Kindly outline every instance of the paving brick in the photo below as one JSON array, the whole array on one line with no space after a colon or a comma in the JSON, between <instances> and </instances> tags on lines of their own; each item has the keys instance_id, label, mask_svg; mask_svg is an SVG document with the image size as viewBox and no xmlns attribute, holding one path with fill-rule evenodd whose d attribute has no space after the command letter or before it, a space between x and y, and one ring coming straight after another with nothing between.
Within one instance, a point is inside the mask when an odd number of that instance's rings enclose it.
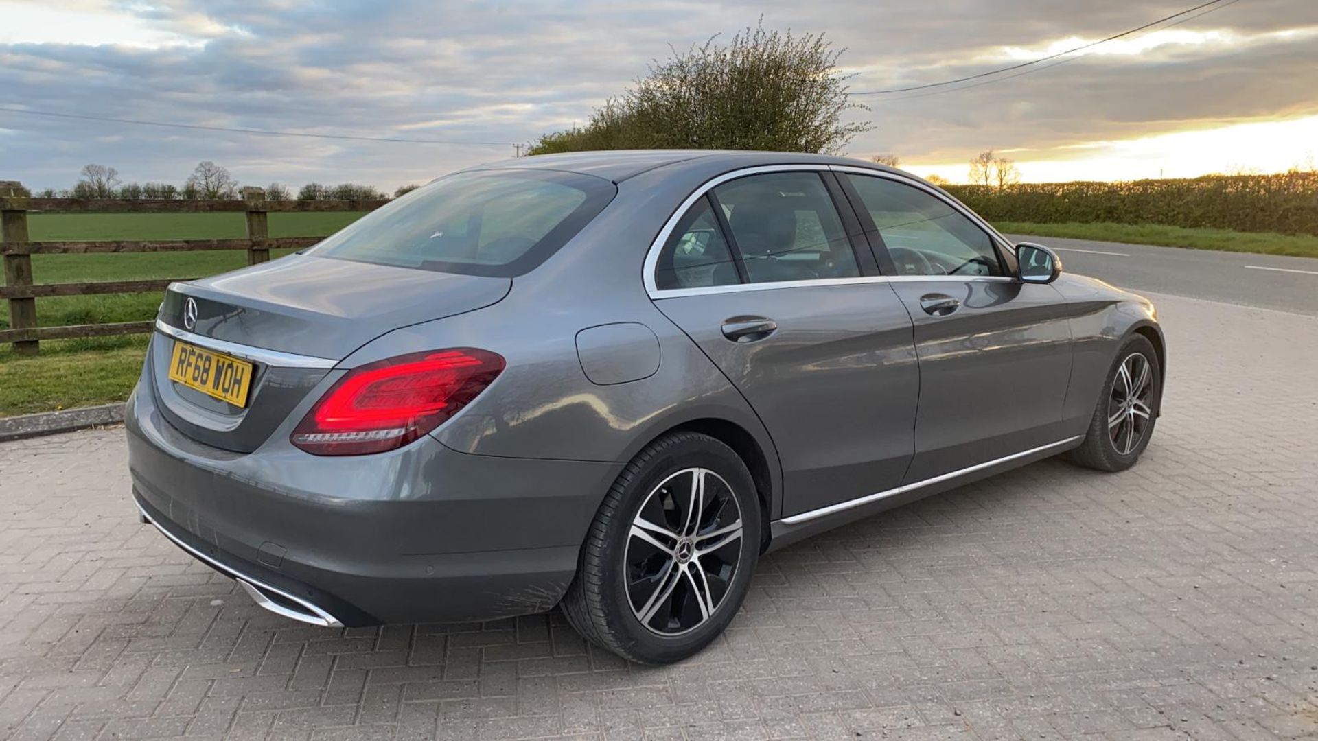
<instances>
[{"instance_id":1,"label":"paving brick","mask_svg":"<svg viewBox=\"0 0 1318 741\"><path fill-rule=\"evenodd\" d=\"M121 430L0 444L0 738L1318 736L1318 319L1155 298L1140 465L1043 461L774 552L671 667L558 613L294 624L136 523Z\"/></svg>"}]
</instances>

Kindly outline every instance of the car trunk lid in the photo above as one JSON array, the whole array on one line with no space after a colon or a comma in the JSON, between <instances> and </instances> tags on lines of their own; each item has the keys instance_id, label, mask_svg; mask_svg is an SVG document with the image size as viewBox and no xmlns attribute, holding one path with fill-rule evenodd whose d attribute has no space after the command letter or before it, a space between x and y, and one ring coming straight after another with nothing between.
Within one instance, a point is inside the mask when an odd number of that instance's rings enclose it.
<instances>
[{"instance_id":1,"label":"car trunk lid","mask_svg":"<svg viewBox=\"0 0 1318 741\"><path fill-rule=\"evenodd\" d=\"M358 347L399 327L490 306L510 287L510 278L304 254L175 283L148 357L152 385L166 418L185 434L250 452ZM179 341L250 363L246 403L171 381Z\"/></svg>"}]
</instances>

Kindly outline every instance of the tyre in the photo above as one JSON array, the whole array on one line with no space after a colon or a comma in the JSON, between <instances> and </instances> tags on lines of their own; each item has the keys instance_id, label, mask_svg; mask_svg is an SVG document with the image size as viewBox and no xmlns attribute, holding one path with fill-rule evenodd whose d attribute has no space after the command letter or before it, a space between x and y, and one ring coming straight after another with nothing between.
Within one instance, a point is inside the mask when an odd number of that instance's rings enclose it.
<instances>
[{"instance_id":1,"label":"tyre","mask_svg":"<svg viewBox=\"0 0 1318 741\"><path fill-rule=\"evenodd\" d=\"M1122 345L1098 396L1085 442L1072 461L1098 471L1126 471L1149 444L1162 402L1162 369L1143 335Z\"/></svg>"},{"instance_id":2,"label":"tyre","mask_svg":"<svg viewBox=\"0 0 1318 741\"><path fill-rule=\"evenodd\" d=\"M626 659L684 659L733 620L759 543L759 497L742 459L709 435L666 435L600 505L563 612L588 641Z\"/></svg>"}]
</instances>

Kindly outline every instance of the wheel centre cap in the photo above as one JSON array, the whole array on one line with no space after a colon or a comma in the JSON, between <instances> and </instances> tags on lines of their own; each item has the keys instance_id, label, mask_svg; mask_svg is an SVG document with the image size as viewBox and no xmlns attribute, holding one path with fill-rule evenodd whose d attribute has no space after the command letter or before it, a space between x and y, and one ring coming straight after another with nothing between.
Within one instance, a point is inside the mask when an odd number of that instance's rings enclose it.
<instances>
[{"instance_id":1,"label":"wheel centre cap","mask_svg":"<svg viewBox=\"0 0 1318 741\"><path fill-rule=\"evenodd\" d=\"M687 563L696 554L696 543L691 538L677 541L677 563Z\"/></svg>"}]
</instances>

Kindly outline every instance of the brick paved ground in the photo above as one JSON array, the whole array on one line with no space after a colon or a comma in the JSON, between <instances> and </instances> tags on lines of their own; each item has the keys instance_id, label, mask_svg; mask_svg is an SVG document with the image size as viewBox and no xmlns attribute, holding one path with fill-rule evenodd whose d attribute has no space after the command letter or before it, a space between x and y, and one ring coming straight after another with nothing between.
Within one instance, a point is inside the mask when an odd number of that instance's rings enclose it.
<instances>
[{"instance_id":1,"label":"brick paved ground","mask_svg":"<svg viewBox=\"0 0 1318 741\"><path fill-rule=\"evenodd\" d=\"M560 616L253 607L148 526L120 430L0 447L0 737L1318 737L1318 319L1161 298L1144 461L1045 461L762 563L681 666Z\"/></svg>"}]
</instances>

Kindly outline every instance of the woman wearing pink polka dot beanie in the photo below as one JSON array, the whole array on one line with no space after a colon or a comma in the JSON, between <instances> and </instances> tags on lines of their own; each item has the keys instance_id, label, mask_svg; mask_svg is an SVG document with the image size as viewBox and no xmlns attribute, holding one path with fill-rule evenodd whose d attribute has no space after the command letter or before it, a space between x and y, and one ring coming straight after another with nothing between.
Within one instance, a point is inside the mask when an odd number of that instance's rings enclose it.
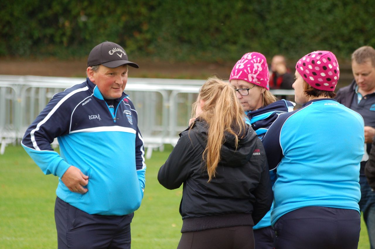
<instances>
[{"instance_id":1,"label":"woman wearing pink polka dot beanie","mask_svg":"<svg viewBox=\"0 0 375 249\"><path fill-rule=\"evenodd\" d=\"M340 76L336 57L329 51L315 51L298 61L296 69L309 85L318 90L333 91Z\"/></svg>"},{"instance_id":2,"label":"woman wearing pink polka dot beanie","mask_svg":"<svg viewBox=\"0 0 375 249\"><path fill-rule=\"evenodd\" d=\"M275 248L356 249L363 119L333 99L340 70L332 52L310 53L296 69L292 87L302 107L280 115L262 141L277 171Z\"/></svg>"}]
</instances>

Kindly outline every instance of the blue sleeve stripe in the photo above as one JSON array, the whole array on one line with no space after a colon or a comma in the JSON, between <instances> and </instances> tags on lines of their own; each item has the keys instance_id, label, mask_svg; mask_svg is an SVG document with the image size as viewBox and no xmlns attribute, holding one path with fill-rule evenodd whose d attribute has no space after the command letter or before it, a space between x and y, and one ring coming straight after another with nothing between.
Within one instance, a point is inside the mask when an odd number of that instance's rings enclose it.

|---|

Exactly repeat the lines from the line that contains "Kindly outline every instance of the blue" to the end of the entries, both included, and leave out all other lines.

Kindly outline every instance of the blue sleeve stripe in the photo above as one JSON array, the whole array on one line with no space after a colon or a comma in the JSON, between <instances> and </instances> tags on lines of their own; each item has the keys instance_id, label, mask_svg; mask_svg is an SVG document with the image size as viewBox and no xmlns attribute, holding one path with fill-rule evenodd whose d attribute has no space after the command letter or before it, a space between x and y, and one ring coming straight after another with nothing between.
Within one instance, a point is inside the mask when an odd number of that instance's rings enclose it.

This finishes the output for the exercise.